>> begin

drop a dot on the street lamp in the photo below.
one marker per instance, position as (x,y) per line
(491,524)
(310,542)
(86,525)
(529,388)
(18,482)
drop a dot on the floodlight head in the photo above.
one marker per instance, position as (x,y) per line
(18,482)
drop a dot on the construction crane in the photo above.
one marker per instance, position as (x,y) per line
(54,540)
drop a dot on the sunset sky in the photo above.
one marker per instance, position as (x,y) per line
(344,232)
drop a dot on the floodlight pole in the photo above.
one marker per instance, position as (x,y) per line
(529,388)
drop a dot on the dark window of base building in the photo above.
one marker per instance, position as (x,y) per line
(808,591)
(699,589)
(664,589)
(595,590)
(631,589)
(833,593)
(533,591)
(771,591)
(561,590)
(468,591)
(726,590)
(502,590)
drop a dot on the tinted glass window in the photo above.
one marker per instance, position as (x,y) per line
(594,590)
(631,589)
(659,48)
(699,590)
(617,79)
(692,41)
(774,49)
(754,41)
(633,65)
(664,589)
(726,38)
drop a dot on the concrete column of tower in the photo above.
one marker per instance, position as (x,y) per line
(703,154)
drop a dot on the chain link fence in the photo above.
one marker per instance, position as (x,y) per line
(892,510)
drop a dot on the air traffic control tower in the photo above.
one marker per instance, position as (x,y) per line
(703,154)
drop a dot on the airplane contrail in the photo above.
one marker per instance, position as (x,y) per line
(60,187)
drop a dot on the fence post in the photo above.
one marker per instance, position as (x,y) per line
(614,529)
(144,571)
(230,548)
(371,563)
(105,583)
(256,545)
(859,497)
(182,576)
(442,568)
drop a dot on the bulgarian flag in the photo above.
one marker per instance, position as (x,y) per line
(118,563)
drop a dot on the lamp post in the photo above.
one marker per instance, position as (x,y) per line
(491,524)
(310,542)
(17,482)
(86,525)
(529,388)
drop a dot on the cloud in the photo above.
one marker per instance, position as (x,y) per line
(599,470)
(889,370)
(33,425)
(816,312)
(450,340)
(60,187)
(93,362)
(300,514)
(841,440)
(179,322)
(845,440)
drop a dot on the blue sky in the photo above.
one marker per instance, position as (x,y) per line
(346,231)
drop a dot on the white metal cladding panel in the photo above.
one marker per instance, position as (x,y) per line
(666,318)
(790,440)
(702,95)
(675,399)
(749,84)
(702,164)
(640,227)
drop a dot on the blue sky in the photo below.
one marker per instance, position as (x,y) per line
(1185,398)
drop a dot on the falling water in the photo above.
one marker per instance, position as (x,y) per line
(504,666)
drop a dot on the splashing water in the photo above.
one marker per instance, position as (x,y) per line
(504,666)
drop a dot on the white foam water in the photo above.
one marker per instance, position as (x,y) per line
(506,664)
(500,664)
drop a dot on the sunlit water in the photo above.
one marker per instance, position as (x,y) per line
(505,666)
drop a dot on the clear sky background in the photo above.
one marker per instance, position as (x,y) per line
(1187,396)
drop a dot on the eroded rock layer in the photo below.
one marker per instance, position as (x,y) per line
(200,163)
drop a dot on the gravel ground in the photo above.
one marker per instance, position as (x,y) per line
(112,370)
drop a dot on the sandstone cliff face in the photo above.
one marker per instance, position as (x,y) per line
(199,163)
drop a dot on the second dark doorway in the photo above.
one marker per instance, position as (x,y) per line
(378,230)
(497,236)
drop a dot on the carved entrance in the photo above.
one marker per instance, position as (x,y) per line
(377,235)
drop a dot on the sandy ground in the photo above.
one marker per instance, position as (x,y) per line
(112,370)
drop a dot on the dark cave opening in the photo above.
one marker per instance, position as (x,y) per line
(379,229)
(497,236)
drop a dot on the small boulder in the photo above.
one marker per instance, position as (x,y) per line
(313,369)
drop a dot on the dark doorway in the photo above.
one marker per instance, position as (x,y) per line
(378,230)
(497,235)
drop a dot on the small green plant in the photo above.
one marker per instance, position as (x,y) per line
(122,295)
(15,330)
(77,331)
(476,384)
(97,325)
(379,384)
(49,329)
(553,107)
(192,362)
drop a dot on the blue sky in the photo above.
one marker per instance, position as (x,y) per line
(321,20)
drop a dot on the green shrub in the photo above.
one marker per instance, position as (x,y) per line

>> end

GIVEN EXERCISE. Can you put everything from the line containing "drop a dot on the dark cave" down to the end of the listing above into a Markdown table with the columns Row and Listing line, skipping any blank lines?

FINAL RESULT.
| Row | Listing line |
|---|---|
| 1 | drop a dot on the dark cave opening in the photo above. |
| 2 | one marker per instance, position as (x,y) per line |
| 3 | (379,229) |
| 4 | (497,236) |
| 5 | drop a dot on the small boulder in the photo above. |
| 6 | one marker per instance, position as (x,y) per line |
| 7 | (313,369) |
| 8 | drop a dot on the dark doorway in the photo above. |
| 9 | one marker per instance, position as (x,y) per line |
| 10 | (378,230) |
| 11 | (497,235) |
| 12 | drop a dot on the small green plant in the photo above. |
| 13 | one marker per instance, position as (x,y) per line |
| 14 | (122,295) |
| 15 | (15,330) |
| 16 | (77,331) |
| 17 | (476,384) |
| 18 | (97,325) |
| 19 | (379,384) |
| 20 | (49,329) |
| 21 | (553,107) |
| 22 | (192,362) |
| 23 | drop a dot on the blue sky in the photo above. |
| 24 | one marker per instance, position as (x,y) per line |
| 25 | (321,20) |
| 26 | drop a dot on the green shrub in the photo above. |
| 27 | one marker per instance, position as (x,y) per line |